» DATA SUPPLIED
----

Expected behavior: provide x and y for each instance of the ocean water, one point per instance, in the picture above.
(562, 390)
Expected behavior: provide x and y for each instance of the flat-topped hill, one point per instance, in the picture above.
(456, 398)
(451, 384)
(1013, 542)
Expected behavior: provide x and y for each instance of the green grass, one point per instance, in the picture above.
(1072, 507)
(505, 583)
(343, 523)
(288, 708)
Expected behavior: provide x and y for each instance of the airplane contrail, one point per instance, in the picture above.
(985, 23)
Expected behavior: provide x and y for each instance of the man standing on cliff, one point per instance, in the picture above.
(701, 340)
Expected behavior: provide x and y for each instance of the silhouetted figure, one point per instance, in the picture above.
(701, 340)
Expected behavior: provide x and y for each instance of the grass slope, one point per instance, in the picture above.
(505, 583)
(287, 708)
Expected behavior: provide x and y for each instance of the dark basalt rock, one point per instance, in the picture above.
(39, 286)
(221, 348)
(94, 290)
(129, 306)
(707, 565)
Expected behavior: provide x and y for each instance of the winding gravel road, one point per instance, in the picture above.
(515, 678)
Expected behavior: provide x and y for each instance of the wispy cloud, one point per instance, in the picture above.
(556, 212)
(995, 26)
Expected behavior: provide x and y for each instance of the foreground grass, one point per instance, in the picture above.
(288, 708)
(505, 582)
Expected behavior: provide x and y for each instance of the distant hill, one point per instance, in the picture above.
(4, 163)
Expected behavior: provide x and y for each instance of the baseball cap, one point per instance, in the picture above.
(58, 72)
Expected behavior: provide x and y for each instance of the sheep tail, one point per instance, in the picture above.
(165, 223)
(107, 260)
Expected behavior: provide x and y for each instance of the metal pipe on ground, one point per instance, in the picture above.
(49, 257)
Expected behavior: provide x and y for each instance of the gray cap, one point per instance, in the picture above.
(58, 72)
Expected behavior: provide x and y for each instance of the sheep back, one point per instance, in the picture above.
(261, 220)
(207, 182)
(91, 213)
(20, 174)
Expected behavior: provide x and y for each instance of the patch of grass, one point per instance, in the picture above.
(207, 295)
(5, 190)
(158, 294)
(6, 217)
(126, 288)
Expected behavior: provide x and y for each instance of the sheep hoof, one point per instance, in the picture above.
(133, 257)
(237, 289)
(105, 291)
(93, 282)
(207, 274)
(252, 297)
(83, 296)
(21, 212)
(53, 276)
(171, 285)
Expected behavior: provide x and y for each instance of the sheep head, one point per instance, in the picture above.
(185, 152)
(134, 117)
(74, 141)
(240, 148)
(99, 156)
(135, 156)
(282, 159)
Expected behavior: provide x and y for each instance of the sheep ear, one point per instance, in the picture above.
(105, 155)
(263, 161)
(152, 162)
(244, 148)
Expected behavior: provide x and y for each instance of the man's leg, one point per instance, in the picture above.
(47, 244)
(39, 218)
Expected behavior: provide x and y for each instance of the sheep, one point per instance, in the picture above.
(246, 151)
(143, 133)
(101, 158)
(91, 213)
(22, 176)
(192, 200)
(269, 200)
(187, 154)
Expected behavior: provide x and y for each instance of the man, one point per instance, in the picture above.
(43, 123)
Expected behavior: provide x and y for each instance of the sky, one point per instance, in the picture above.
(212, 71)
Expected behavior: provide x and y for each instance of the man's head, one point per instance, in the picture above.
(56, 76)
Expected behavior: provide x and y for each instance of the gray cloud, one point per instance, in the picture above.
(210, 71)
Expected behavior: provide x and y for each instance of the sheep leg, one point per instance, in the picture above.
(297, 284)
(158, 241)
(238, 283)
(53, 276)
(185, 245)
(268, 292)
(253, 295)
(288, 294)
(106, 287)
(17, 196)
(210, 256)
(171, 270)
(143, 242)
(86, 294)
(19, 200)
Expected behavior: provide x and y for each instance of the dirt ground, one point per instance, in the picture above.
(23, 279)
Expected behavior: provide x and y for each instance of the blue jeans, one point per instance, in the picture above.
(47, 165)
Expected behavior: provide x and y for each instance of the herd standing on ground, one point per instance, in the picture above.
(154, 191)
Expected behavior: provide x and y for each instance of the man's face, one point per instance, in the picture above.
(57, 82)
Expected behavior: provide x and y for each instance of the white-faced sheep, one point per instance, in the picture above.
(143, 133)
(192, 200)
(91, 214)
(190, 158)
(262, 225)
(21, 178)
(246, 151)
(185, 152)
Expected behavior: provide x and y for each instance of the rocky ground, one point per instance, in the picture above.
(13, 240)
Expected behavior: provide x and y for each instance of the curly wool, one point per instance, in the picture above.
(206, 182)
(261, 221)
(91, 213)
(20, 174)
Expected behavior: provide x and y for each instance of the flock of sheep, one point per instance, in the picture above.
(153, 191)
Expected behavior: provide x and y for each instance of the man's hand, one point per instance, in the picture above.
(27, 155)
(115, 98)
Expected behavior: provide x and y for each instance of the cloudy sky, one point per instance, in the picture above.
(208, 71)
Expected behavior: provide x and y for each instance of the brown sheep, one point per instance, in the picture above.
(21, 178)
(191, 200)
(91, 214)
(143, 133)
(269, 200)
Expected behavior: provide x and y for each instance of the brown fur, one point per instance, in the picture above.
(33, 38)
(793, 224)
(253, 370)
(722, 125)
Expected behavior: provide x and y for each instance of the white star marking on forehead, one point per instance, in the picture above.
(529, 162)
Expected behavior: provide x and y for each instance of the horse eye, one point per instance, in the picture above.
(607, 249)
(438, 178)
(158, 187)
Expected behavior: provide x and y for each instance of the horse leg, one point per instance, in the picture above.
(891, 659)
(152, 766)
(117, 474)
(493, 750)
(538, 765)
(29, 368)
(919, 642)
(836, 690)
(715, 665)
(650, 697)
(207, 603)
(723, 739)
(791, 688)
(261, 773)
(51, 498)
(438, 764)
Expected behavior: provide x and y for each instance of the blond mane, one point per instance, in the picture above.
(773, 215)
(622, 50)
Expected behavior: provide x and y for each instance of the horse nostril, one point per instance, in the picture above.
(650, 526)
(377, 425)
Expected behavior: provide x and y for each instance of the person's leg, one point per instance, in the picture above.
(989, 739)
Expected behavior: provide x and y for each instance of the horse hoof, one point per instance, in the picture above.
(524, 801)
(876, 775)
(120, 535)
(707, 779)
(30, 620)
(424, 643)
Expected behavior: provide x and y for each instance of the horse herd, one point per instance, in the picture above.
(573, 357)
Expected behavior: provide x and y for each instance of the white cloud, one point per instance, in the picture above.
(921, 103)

----

» THE TASK
Put every line of the data above into a numbered list, leaving out any blank lines.

» EXERCISE SOLUTION
1. Expected behavior: provide x and y for each instance of the ocean water, one point per instance, in the picture above.
2. (562, 390)
3. Expected behavior: provide x and y for each instance of the flat-topped hill, one point per instance, in the picture above.
4. (456, 398)
5. (451, 384)
6. (1013, 542)
7. Expected behavior: provide x and y for each instance of the green grass, one point per instance, in the picture above.
8. (1072, 507)
9. (505, 583)
10. (343, 523)
11. (288, 708)
12. Expected behavior: provide x and y for each instance of the airplane contrail, one point per instance, in the picture above.
13. (985, 23)
14. Expected behavior: provide x and y for each instance of the man standing on cliff, one point per instance, in the picture above.
15. (701, 340)
16. Expected behavior: provide x and y for each instance of the silhouetted figure, one point per instance, in the picture above.
17. (701, 340)
18. Expected behavior: provide x and y for each instance of the grass slope, one point per instance, in the picture above.
19. (505, 583)
20. (287, 708)
21. Expected behavior: provide x and y for each instance of the dark basalt rock, one point per instance, in the picture above.
22. (39, 286)
23. (221, 348)
24. (94, 290)
25. (129, 306)
26. (707, 565)
27. Expected behavior: provide x and y for each instance of the winding gravel road, one point per instance, in the picture above.
28. (515, 678)
29. Expected behavior: provide x and y for each instance of the wispy cloud, one point per instance, in the picture above.
30. (556, 212)
31. (995, 26)
32. Expected behavior: provide x and y for each instance of the foreground grass, one point per instance, in the picture above.
33. (288, 708)
34. (505, 582)
35. Expected behavior: provide x and y for each instance of the distant hill, one point per instance, in the picture above.
36. (4, 163)
37. Expected behavior: provide x and y for each instance of the baseball cap, one point per instance, in the picture above.
38. (58, 72)
39. Expected behavior: provide x and y for each instance of the sheep tail, one point per instance, in the picture above.
40. (165, 223)
41. (107, 260)
42. Expected behavior: provide x and y for each instance of the metal pipe on ground, one point per instance, in the picture above.
43. (49, 257)
44. Expected behavior: provide x and y for each instance of the gray cap, one point per instance, in the picture above.
45. (58, 72)
46. Expected behavior: provide x and y for each instance of the sheep back, one point per instance, in the picture above.
47. (261, 220)
48. (207, 182)
49. (91, 213)
50. (20, 174)
51. Expected behavior: provide x and y for each instance of the patch of grass, one point per instance, in the picture above.
52. (207, 295)
53. (5, 190)
54. (158, 294)
55. (6, 217)
56. (126, 288)
57. Expected behavior: provide x and y for each instance of the sheep hoof, one point per instance, in the picture above.
58. (133, 257)
59. (237, 289)
60. (105, 291)
61. (93, 282)
62. (207, 274)
63. (252, 297)
64. (83, 296)
65. (21, 212)
66. (53, 276)
67. (171, 285)
68. Expected behavior: provide x and y for each instance of the sheep head, one point per instance, in the picture above.
69. (185, 152)
70. (134, 117)
71. (74, 141)
72. (240, 148)
73. (99, 156)
74. (135, 156)
75. (282, 159)
76. Expected behavior: provide x and y for each instance of the sheep ear, one point per instance, in the picture above.
77. (105, 155)
78. (263, 161)
79. (152, 162)
80. (244, 148)
81. Expected behavior: provide x and y for each instance of the man's leg, one point per instance, in the picture above.
82. (47, 244)
83. (39, 218)
84. Expected behavior: provide x and y for each instance of the sheep, one point per instance, in the picture above.
85. (246, 151)
86. (143, 133)
87. (101, 158)
88. (91, 213)
89. (22, 176)
90. (192, 200)
91. (269, 200)
92. (187, 154)
93. Expected behavior: provide x and y for each instance of the man, one point per instance, in the picture above.
94. (43, 123)
95. Expected behavior: provide x and y for each instance of the sky, one point per instance, in the picture above.
96. (212, 71)
97. Expected behavior: provide x and y for each instance of the man's head, one point per instance, in the picture above.
98. (56, 76)
99. Expected behavior: provide x and y for each instance of the gray cloud, one point per instance, in the picture above.
100. (210, 71)
101. Expected behavior: provide x and y for each instance of the sheep leg, one point per instance, in the picture above.
102. (297, 284)
103. (158, 241)
104. (238, 283)
105. (53, 276)
106. (185, 245)
107. (268, 292)
108. (253, 295)
109. (288, 294)
110. (106, 287)
111. (17, 196)
112. (210, 256)
113. (171, 270)
114. (143, 242)
115. (86, 294)
116. (19, 200)
117. Expected behavior: provide x and y for each instance of the dirt ground, one point per instance, in the picture above.
118. (23, 279)
119. Expected behavior: provide x and y for each instance of the blue jeans, one point per instance, in the picture above.
120. (47, 165)
121. Expected behavior: provide x and y for each instance of the herd standing on ground, one point per instance, in the picture above.
122. (154, 191)
123. Expected behavior: provide x and y for each instance of the man's face, one point per instance, in the picture above.
124. (57, 82)
125. Expected behavior: provide x and y for each instance of the white-faced sheep, one point per instance, in the picture above.
126. (143, 133)
127. (192, 200)
128. (91, 214)
129. (190, 158)
130. (262, 225)
131. (21, 178)
132. (246, 151)
133. (185, 152)
134. Expected behavior: provide x and y for each instance of the rocky ground, one point per instance, in the picture above.
135. (13, 240)
136. Expected behavior: provide x and y for each instance of the curly wool, one point per instance, in the picture above.
137. (206, 182)
138. (261, 221)
139. (91, 213)
140. (20, 174)
141. Expected behavior: provide x and y for each instance of the flock of sheep, one point per instance, in the picture above.
142. (153, 191)
143. Expected behavior: provide x and y for each instance of the man's hand, one point per instance, in the picture above.
144. (27, 155)
145. (115, 98)
146. Expected behavior: provide x and y for each instance of the cloudy sky, one point per instance, in the picture above.
147. (208, 71)
148. Expected behavior: provide x and y for each instance of the brown sheep, one point per instance, in the picture above.
149. (21, 178)
150. (191, 200)
151. (91, 214)
152. (143, 133)
153. (269, 200)
154. Expected behavior: provide x and y for each instance of the brown fur, one point per instance, in the picture above.
155. (33, 38)
156. (793, 224)
157. (253, 370)
158. (722, 125)
159. Expected behavior: provide x and y for each instance of the white star marking on forehead, one point per instance, in the picture above.
160. (529, 162)
161. Expected behavior: provide x and y for each instance of the horse eye, one point per instance, in the picture above.
162. (607, 249)
163. (438, 178)
164. (158, 187)
165. Expected behavior: provide x and y for each instance of the horse leg, one point per instance, in the picture above.
166. (891, 659)
167. (152, 766)
168. (117, 474)
169. (493, 750)
170. (538, 765)
171. (29, 368)
172. (919, 642)
173. (836, 690)
174. (715, 665)
175. (650, 697)
176. (207, 603)
177. (723, 739)
178. (791, 688)
179. (261, 773)
180. (51, 498)
181. (438, 764)
182. Expected behavior: provide x and y for each instance of the blond mane, one point per instance, in the picture above.
183. (773, 215)
184. (622, 50)
185. Expected behavior: provide x and y for each instance of the horse nostril, one point per instance, in the picture above.
186. (650, 526)
187. (377, 425)
188. Expected behavior: provide x and y for each instance of the person's leg, one point per instance, in the picture above.
189. (989, 739)
190. Expected behavior: provide x and y for each instance of the horse hoof, one point per instance, in the picture above.
191. (524, 801)
192. (876, 775)
193. (120, 535)
194. (707, 779)
195. (30, 620)
196. (424, 643)
197. Expected behavior: provide x and y for each instance of the horse herd, one point per instance, in the picture above.
198. (573, 357)
199. Expected behavior: provide x and y for each instance of the white cloud, one point per instance, in the picture above.
200. (921, 103)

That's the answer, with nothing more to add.